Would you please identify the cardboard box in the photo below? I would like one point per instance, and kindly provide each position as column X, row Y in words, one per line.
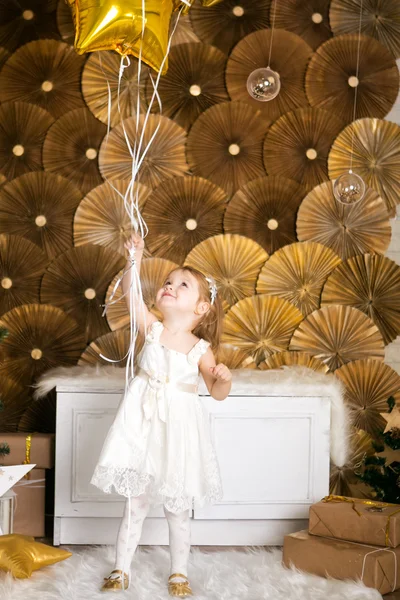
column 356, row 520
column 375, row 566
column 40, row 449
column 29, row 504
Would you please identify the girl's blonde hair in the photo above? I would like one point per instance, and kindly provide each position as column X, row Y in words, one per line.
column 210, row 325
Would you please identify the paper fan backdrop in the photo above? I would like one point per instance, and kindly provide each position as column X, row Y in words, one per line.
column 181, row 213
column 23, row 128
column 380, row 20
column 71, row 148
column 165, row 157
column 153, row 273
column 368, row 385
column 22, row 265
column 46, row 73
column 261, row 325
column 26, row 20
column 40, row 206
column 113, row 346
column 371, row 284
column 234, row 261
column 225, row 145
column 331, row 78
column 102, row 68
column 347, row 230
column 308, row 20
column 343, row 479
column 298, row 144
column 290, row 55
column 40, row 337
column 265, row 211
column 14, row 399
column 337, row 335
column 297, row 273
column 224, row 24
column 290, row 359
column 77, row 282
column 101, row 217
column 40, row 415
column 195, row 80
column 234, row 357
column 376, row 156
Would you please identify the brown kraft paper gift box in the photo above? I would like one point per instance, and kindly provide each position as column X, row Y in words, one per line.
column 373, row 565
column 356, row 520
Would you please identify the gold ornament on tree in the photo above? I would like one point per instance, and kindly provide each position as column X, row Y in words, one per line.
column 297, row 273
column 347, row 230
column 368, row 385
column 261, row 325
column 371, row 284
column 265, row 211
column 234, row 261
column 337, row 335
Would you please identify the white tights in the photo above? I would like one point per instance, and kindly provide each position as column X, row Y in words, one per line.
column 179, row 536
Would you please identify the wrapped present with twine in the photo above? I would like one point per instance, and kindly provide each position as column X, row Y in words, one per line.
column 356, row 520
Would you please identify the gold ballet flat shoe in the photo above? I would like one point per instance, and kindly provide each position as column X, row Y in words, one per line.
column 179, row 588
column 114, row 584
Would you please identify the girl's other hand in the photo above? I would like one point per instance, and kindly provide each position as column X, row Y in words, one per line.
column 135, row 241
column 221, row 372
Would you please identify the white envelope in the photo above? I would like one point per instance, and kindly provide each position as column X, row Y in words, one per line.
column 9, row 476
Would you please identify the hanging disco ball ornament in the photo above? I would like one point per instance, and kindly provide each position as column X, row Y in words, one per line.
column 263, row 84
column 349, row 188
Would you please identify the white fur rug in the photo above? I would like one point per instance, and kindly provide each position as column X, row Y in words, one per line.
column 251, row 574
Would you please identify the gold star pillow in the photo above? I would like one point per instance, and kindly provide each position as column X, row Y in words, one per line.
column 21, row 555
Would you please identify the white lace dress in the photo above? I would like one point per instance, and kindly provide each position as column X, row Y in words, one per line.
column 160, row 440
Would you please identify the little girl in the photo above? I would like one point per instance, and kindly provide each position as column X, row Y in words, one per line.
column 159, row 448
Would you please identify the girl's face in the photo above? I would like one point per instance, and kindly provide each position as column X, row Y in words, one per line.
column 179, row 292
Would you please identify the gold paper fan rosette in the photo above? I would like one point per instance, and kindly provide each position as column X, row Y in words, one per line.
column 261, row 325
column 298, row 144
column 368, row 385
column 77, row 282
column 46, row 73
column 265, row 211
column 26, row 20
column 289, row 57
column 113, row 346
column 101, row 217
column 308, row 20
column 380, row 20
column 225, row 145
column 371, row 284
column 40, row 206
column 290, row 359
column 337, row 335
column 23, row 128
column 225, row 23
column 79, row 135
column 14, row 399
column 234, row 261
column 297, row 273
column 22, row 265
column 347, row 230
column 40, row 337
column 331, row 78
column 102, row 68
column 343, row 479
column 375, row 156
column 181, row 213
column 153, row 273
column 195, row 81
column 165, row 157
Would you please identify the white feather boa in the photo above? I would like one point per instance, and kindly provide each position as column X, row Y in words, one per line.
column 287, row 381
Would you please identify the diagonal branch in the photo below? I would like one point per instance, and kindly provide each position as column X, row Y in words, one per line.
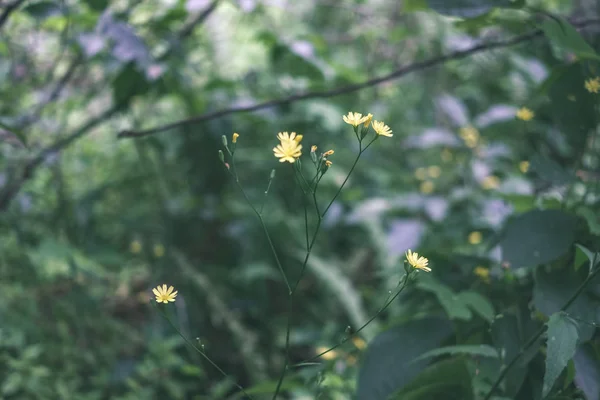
——
Rewrite the listing from its first line through the line containing "column 210, row 325", swapping "cardboard box" for "moving box" and leaving everything else unchanged. Leave the pictures out.

Would you please identify the moving box in the photo below? I would like one point per instance, and kindly provide each position as column X, row Y in words, one per line.
column 356, row 520
column 375, row 566
column 40, row 449
column 29, row 504
Would you please identify the girl's blonde hair in the photo above? I would like one point per instance, and kindly provide each position as column X, row Y in words, one per line.
column 210, row 325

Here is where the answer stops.